#### Exercise instructions
Each line of the data holding "outcrop" should be found and copied.

#### Photo-based referring expression data
=== Begin Enclosure ===
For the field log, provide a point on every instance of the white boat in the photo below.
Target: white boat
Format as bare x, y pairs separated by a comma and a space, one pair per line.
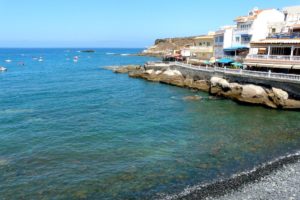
2, 69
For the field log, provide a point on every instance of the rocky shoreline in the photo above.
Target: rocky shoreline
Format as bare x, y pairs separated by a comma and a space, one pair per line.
249, 93
263, 182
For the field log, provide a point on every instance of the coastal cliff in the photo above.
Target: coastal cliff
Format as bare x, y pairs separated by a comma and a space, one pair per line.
162, 46
244, 93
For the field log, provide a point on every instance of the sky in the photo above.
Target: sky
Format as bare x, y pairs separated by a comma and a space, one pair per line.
116, 23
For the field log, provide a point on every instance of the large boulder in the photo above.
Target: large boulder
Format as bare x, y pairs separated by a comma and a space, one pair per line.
218, 86
216, 81
126, 69
279, 96
292, 104
256, 95
201, 85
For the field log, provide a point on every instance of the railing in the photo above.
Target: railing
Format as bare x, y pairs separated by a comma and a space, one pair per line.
240, 72
202, 49
242, 31
273, 57
284, 35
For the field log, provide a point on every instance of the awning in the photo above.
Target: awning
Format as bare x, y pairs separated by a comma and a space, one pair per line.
237, 64
225, 61
236, 48
207, 62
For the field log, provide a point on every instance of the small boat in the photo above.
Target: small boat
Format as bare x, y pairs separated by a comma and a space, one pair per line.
75, 59
3, 69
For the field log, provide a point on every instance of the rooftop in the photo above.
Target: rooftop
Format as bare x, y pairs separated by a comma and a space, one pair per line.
278, 41
250, 17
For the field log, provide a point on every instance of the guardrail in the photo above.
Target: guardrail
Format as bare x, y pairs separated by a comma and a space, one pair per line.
273, 57
240, 72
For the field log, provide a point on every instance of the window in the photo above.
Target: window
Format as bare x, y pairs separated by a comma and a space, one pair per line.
221, 39
285, 16
273, 30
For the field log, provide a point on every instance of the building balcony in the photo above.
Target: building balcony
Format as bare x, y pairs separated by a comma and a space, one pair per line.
274, 59
239, 31
199, 49
284, 35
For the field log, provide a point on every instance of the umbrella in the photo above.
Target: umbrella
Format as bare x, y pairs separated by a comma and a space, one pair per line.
225, 61
237, 64
207, 62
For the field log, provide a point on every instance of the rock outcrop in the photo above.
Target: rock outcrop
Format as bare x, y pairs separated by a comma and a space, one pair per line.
163, 46
249, 93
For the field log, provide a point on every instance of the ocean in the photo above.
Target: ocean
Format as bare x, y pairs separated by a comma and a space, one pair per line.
73, 130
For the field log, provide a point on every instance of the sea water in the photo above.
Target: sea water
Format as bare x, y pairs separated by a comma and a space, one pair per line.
72, 130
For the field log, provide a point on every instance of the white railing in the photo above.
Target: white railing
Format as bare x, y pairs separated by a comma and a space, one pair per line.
202, 49
273, 57
242, 31
240, 72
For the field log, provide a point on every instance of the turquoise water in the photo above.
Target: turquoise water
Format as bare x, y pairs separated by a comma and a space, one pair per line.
76, 131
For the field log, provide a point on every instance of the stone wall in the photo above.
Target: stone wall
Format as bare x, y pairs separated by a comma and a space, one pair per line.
292, 87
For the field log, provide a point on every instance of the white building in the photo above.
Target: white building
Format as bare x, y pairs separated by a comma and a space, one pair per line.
255, 27
223, 40
291, 23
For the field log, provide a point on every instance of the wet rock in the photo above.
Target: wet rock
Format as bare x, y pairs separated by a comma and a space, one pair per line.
126, 69
279, 96
256, 95
216, 81
192, 98
292, 104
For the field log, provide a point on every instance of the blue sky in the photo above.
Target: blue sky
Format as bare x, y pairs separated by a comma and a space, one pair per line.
115, 23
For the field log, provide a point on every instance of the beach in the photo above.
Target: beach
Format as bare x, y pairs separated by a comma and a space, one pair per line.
73, 130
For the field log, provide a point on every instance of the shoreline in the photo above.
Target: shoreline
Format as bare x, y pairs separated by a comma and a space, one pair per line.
246, 93
223, 188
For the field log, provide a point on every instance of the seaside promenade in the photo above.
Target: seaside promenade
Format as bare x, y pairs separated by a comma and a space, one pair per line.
287, 82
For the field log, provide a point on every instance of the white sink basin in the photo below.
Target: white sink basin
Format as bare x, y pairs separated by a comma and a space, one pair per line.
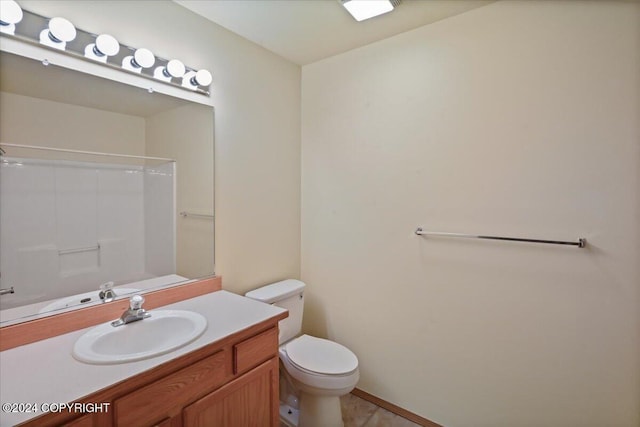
164, 331
88, 298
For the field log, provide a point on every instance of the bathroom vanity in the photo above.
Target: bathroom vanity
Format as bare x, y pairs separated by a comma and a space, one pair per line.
226, 377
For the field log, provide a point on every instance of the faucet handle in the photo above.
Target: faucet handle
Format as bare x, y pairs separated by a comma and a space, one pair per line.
106, 286
135, 302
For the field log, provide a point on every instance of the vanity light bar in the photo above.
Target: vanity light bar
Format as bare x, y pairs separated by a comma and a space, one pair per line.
60, 34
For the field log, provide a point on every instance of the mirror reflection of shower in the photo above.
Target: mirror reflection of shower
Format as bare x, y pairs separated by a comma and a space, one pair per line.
98, 218
64, 257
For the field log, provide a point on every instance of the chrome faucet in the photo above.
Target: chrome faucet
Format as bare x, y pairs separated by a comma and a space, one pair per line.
134, 313
7, 291
106, 293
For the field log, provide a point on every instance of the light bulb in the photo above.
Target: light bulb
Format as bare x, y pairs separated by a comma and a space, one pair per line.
60, 32
10, 15
141, 58
104, 47
193, 79
174, 68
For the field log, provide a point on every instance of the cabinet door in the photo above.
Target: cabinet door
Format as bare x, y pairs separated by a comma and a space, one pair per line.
89, 420
250, 400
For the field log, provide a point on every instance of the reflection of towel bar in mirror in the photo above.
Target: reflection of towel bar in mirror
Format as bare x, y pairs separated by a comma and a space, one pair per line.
185, 214
76, 250
581, 243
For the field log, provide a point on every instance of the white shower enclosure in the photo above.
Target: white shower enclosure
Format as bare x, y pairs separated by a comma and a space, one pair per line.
68, 226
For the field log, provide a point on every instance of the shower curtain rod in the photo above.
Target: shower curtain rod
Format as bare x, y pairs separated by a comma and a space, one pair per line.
93, 153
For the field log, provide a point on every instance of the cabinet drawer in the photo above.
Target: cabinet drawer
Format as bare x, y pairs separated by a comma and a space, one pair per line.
166, 397
255, 350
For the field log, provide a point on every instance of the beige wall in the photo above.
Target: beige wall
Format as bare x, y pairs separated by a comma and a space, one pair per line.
518, 118
256, 95
33, 121
185, 134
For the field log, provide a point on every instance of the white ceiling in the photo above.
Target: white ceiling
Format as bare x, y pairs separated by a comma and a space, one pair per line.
306, 31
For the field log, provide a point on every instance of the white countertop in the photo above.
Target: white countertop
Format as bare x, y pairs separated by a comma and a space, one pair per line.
46, 372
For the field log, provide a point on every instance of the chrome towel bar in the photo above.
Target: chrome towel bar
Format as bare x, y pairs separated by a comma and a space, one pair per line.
194, 215
581, 243
76, 250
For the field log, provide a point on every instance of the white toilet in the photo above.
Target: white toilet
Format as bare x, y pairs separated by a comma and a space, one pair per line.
314, 372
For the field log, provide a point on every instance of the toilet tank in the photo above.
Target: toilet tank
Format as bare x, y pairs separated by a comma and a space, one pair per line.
287, 294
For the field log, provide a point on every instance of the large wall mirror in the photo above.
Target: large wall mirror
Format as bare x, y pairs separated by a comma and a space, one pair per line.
118, 194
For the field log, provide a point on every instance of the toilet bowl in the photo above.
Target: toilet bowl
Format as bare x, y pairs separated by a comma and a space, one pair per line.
315, 372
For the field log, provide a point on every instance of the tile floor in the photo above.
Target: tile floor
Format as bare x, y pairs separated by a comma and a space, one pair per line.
357, 412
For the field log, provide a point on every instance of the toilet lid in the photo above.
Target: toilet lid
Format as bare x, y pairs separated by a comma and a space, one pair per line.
321, 356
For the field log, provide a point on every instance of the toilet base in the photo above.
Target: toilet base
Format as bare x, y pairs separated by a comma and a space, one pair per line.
288, 415
320, 411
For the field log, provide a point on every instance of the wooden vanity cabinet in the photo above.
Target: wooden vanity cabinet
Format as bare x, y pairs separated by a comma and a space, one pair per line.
233, 382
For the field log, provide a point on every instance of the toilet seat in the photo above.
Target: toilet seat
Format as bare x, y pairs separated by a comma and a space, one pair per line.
320, 356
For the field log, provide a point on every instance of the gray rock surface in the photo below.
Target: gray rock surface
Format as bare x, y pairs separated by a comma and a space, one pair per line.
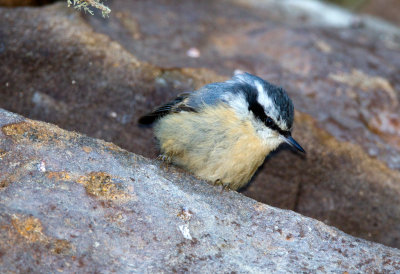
70, 203
97, 76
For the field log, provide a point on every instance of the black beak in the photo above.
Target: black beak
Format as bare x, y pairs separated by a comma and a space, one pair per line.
292, 142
=== End Enclosure ===
#### Answer section
For the field log, provide a point on every instance of the rock outcrop in the photo above.
Target: rock outcrop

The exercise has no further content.